[Dataset items]
▶
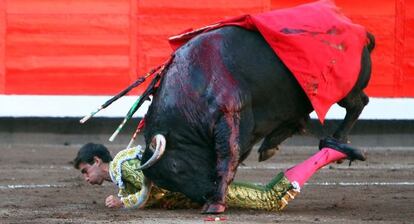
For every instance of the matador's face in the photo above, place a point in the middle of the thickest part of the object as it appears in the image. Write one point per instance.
(93, 174)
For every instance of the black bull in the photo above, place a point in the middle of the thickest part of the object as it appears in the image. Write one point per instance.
(224, 91)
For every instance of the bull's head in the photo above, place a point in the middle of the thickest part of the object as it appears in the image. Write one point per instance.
(157, 145)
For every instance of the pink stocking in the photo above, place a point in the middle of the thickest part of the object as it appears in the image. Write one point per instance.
(303, 171)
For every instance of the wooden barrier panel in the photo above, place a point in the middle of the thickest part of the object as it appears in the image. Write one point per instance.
(97, 47)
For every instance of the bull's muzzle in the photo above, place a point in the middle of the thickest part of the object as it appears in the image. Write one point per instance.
(157, 145)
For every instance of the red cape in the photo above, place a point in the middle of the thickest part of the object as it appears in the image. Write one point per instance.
(319, 45)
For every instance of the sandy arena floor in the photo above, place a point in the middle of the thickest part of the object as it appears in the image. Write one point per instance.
(39, 185)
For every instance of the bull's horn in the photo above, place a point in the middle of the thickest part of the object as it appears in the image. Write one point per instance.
(160, 143)
(144, 193)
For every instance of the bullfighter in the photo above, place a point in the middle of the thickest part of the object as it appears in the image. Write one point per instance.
(96, 165)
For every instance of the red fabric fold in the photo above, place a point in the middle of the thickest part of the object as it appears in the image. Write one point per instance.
(319, 45)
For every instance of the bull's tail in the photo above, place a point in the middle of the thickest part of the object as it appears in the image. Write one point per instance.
(370, 42)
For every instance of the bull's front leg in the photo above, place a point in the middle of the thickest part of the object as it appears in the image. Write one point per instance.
(354, 103)
(227, 148)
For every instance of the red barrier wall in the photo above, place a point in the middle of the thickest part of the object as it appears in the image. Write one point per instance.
(97, 47)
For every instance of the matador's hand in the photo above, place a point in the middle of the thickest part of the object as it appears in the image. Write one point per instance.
(113, 202)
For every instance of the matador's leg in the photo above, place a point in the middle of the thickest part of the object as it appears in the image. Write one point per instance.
(273, 197)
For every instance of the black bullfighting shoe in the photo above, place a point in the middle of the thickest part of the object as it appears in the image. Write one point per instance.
(352, 153)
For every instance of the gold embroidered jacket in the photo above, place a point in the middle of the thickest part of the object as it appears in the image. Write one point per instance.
(274, 196)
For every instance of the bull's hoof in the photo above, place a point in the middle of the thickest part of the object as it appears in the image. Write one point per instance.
(266, 154)
(213, 208)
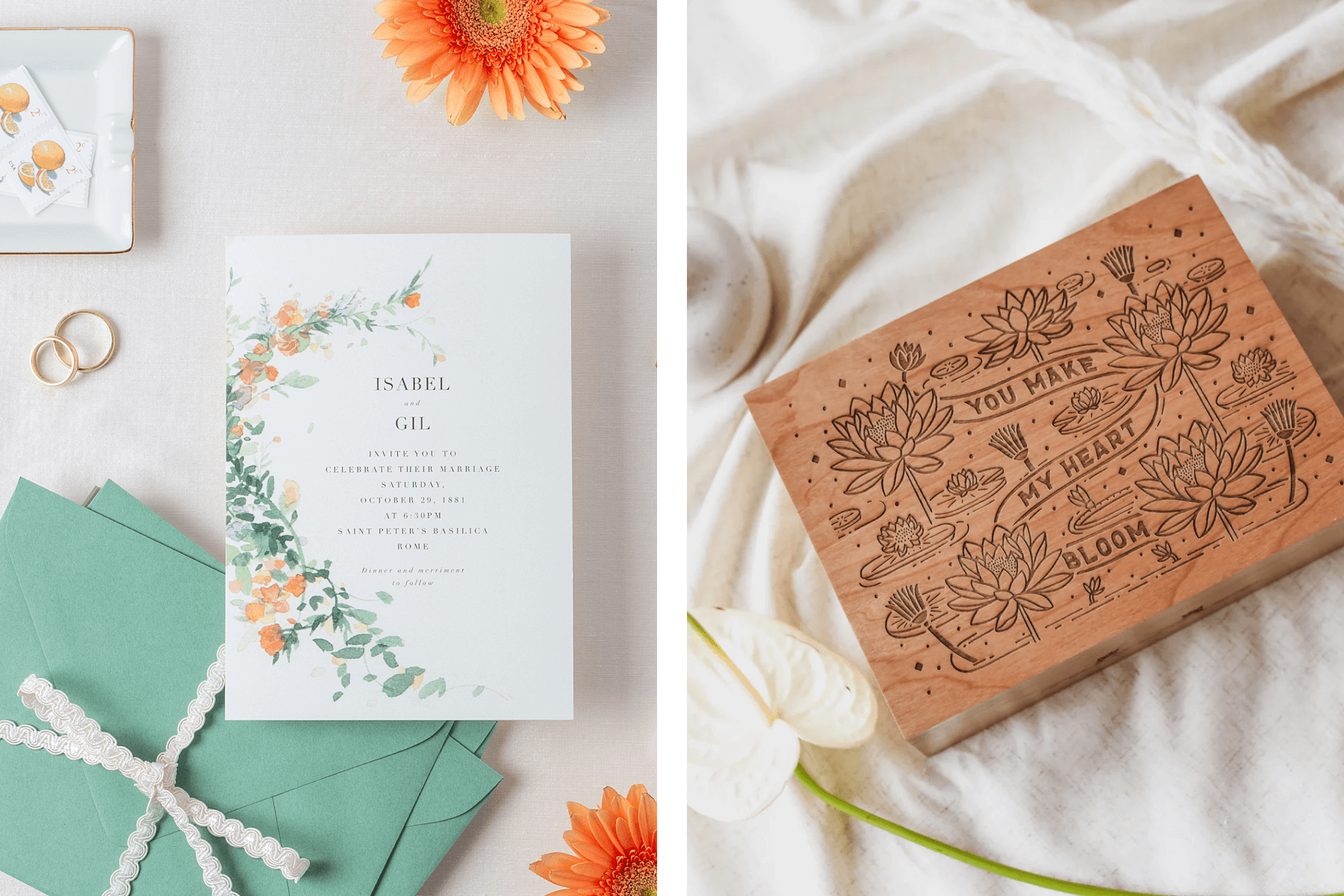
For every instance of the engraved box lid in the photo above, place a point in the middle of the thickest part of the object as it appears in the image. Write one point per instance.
(1050, 467)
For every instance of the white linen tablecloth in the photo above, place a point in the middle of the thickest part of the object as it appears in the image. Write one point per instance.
(880, 163)
(284, 119)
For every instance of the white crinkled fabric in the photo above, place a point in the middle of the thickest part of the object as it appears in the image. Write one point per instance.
(880, 160)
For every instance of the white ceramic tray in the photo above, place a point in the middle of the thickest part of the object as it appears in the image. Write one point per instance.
(89, 78)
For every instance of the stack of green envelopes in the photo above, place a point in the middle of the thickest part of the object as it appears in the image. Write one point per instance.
(122, 613)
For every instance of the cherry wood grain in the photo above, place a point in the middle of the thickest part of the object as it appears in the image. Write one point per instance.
(1060, 464)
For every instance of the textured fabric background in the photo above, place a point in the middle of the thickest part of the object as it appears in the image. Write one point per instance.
(282, 119)
(880, 163)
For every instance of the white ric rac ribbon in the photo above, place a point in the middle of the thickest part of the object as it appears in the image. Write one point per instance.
(78, 736)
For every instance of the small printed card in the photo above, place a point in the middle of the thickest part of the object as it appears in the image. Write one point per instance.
(78, 195)
(398, 477)
(46, 166)
(23, 109)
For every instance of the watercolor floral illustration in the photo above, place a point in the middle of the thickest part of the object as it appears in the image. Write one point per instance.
(890, 440)
(284, 595)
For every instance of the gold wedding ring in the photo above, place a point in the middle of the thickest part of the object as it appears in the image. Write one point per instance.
(112, 348)
(60, 343)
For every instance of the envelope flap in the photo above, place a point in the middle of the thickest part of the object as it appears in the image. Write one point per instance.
(458, 781)
(128, 628)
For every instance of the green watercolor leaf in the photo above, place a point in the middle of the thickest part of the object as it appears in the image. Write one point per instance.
(396, 685)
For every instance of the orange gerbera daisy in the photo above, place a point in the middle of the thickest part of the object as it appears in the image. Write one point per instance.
(617, 848)
(519, 49)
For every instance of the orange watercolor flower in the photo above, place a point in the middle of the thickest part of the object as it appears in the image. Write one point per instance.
(287, 343)
(252, 370)
(519, 49)
(616, 845)
(270, 640)
(288, 314)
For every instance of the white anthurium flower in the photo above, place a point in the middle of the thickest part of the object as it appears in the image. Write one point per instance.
(750, 702)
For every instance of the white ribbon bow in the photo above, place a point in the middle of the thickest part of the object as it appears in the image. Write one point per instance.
(78, 736)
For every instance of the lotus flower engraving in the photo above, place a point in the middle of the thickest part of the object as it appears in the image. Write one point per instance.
(962, 482)
(910, 615)
(1164, 553)
(906, 358)
(1007, 575)
(1095, 588)
(1078, 497)
(900, 535)
(1254, 367)
(1167, 335)
(1024, 324)
(890, 440)
(1201, 479)
(1086, 399)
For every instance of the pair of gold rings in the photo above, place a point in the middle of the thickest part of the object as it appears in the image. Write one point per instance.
(66, 352)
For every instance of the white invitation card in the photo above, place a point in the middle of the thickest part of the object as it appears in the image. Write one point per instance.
(398, 473)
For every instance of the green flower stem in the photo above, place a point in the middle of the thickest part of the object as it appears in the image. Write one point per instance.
(952, 852)
(742, 677)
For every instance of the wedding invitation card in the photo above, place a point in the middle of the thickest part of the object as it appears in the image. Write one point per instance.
(398, 472)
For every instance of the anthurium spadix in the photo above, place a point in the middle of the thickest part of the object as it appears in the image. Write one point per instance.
(754, 688)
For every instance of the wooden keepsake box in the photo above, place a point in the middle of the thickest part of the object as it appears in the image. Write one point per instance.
(1048, 469)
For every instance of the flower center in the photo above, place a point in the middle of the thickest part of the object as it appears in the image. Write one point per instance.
(1187, 467)
(495, 27)
(998, 563)
(1155, 327)
(878, 432)
(635, 876)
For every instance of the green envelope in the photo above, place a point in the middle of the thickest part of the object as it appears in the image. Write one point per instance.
(122, 613)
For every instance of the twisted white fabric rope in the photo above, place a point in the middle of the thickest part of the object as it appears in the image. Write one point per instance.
(1195, 139)
(77, 736)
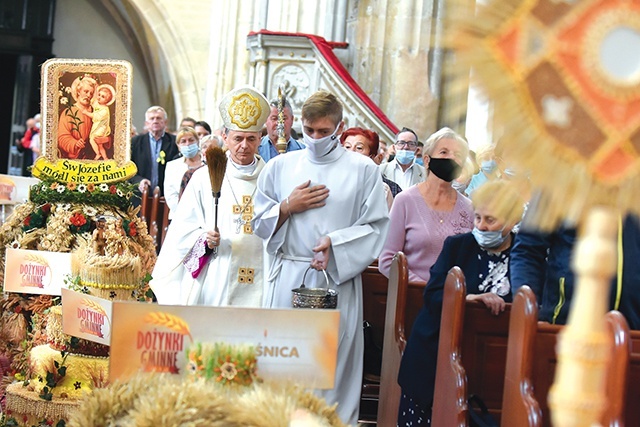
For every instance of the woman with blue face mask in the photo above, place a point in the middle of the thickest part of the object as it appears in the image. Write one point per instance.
(483, 256)
(191, 159)
(423, 215)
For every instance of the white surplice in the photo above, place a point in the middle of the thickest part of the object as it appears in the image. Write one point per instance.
(235, 276)
(355, 217)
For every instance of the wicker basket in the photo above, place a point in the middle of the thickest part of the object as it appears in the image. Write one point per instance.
(304, 297)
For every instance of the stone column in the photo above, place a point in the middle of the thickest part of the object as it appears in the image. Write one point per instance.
(390, 43)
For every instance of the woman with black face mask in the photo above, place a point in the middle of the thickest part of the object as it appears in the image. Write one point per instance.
(424, 215)
(483, 256)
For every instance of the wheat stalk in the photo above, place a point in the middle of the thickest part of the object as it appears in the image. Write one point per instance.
(37, 259)
(217, 164)
(170, 321)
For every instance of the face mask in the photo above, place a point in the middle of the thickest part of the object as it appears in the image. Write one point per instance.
(405, 157)
(445, 169)
(489, 239)
(488, 166)
(459, 186)
(189, 151)
(320, 147)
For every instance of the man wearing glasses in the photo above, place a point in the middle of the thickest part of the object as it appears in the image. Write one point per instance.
(403, 169)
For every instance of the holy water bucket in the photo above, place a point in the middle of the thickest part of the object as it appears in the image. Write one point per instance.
(304, 297)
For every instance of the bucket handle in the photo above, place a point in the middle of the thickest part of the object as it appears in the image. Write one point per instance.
(305, 276)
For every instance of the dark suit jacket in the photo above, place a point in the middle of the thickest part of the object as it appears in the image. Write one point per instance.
(141, 156)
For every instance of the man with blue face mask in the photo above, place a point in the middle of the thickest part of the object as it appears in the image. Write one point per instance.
(403, 169)
(324, 208)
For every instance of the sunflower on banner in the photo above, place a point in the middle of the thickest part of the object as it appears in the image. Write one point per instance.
(563, 78)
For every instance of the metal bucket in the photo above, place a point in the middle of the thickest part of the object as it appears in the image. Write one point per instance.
(304, 297)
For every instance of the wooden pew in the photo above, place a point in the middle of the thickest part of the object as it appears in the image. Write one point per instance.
(618, 370)
(531, 362)
(375, 289)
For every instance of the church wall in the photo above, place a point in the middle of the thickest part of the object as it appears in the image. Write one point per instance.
(83, 29)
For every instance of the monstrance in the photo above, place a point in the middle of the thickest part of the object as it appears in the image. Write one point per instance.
(564, 80)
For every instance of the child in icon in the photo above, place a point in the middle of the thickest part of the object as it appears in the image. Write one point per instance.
(100, 136)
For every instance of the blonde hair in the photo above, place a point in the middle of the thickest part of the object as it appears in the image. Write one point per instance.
(322, 104)
(153, 109)
(468, 170)
(445, 133)
(501, 199)
(485, 152)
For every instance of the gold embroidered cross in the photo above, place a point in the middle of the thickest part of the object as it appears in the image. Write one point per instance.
(246, 214)
(245, 275)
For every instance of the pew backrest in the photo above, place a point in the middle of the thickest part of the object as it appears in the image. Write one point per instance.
(519, 405)
(450, 396)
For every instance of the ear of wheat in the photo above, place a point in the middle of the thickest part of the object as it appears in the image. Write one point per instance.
(217, 164)
(170, 321)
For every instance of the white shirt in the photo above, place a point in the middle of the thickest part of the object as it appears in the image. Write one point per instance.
(355, 217)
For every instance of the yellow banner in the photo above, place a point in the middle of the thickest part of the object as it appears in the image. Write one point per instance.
(35, 272)
(86, 316)
(291, 345)
(82, 172)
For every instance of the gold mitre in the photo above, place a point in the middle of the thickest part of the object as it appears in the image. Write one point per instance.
(244, 109)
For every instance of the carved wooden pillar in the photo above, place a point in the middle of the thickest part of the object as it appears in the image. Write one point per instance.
(577, 397)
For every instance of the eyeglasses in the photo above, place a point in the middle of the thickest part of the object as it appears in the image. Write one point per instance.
(410, 144)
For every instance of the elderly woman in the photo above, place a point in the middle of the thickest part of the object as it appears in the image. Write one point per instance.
(367, 142)
(424, 215)
(483, 256)
(191, 159)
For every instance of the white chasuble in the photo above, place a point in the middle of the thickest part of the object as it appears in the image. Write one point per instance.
(236, 275)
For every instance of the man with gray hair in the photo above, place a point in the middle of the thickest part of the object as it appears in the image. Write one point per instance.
(403, 169)
(267, 149)
(151, 151)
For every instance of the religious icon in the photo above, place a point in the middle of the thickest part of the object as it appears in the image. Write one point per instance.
(86, 132)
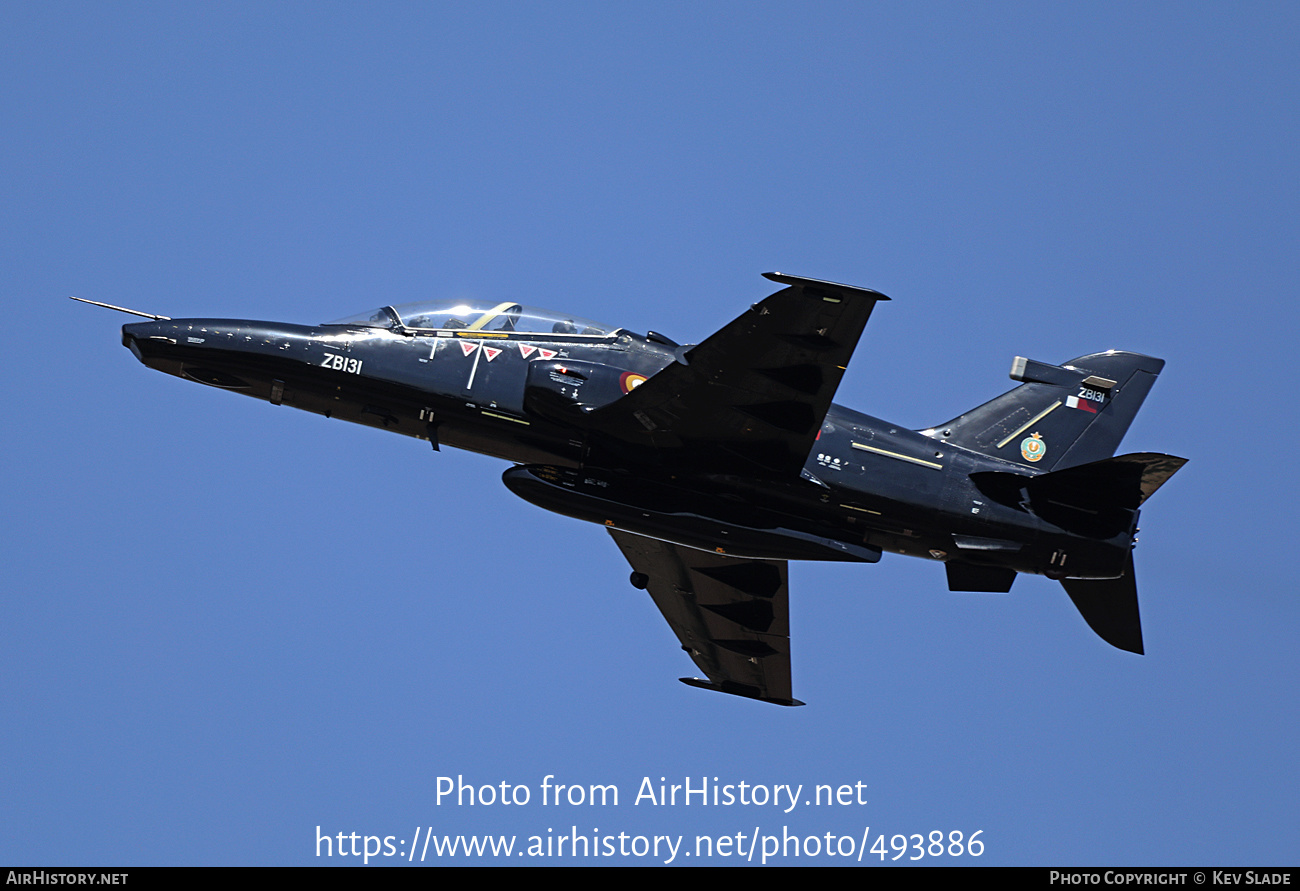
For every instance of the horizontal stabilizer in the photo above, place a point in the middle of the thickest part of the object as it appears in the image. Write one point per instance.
(1096, 500)
(1110, 608)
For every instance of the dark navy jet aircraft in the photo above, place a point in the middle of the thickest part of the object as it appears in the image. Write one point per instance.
(713, 465)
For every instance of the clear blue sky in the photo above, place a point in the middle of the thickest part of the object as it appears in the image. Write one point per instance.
(228, 623)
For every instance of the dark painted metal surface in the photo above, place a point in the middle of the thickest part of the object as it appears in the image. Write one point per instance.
(715, 463)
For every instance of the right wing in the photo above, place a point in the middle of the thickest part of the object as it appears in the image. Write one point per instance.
(752, 397)
(732, 615)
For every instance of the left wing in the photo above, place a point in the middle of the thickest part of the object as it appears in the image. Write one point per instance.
(753, 396)
(732, 615)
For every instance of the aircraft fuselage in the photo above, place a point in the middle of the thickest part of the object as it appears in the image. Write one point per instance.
(867, 485)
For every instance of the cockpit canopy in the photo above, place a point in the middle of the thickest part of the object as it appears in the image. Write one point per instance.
(468, 315)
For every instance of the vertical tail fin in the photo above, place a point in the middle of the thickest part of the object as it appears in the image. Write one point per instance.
(1061, 415)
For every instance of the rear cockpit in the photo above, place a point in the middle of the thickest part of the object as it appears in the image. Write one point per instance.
(456, 316)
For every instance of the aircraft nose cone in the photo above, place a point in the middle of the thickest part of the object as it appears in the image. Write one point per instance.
(146, 332)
◀
■ **WHAT IS NEEDED**: Output the lines from the one containing "For every instance of the red fabric" through the one containing "(1050, 467)", inclusive, as a two-column CSV with columns named "task" and "value". Put each line's text and its answer in one quoted field apiece, replace line breaks with spaces, and leave out the pictures.

■ **RESULT**:
task,value
"For every instance of the red fabric fold in the photo above, place a point in the middle of the thickest part of the object as it appears in the image. Write one point per instance.","(319, 45)"
"For every instance of the bull's tail in the photo above, place a point in the middle of the thickest part of the object as it appears in the image. Write one point per instance.","(370, 42)"
"For every instance of the bull's front leg in the photo above, place a point in the middle of the thickest part of the object as it appears in the image. Write one point per instance.","(354, 103) (227, 148)"
"For every instance of the red barrier wall in the photo above, place a point in the middle of the thickest part of the object as it appears in the image. Write one point per instance.","(97, 47)"
"For every instance of the matador's hand in the photo above, place a point in the middle of the thickest part of the object as it appears in the image. Write one point per instance.","(113, 202)"
"For every instance of the matador's leg in the photo above, place a point in the middle of the thickest part of the object as it appears in the image. Write one point per instance.","(273, 197)"
"For every instance of the black bullfighting shoe in the photo above, place a point in the middle of the thickest part of the object as it appears in the image. Write one point per instance.","(352, 153)"
"For every instance of the gold embroidered jacket in the photo above, place a point in the middle of the thickest part of the object as it appears in the image. Write one point per instance.","(274, 196)"
"For every instance of the bull's hoof in the photo above, place a point in the middle of the thickest part of the object as it appears in the image. Write one point per instance.","(266, 154) (213, 208)"
"For every instance of the engraved box lid in the photo above, place a point in the middle of the thickest part of the object as it appears in the image. Write one point per instance.","(1050, 467)"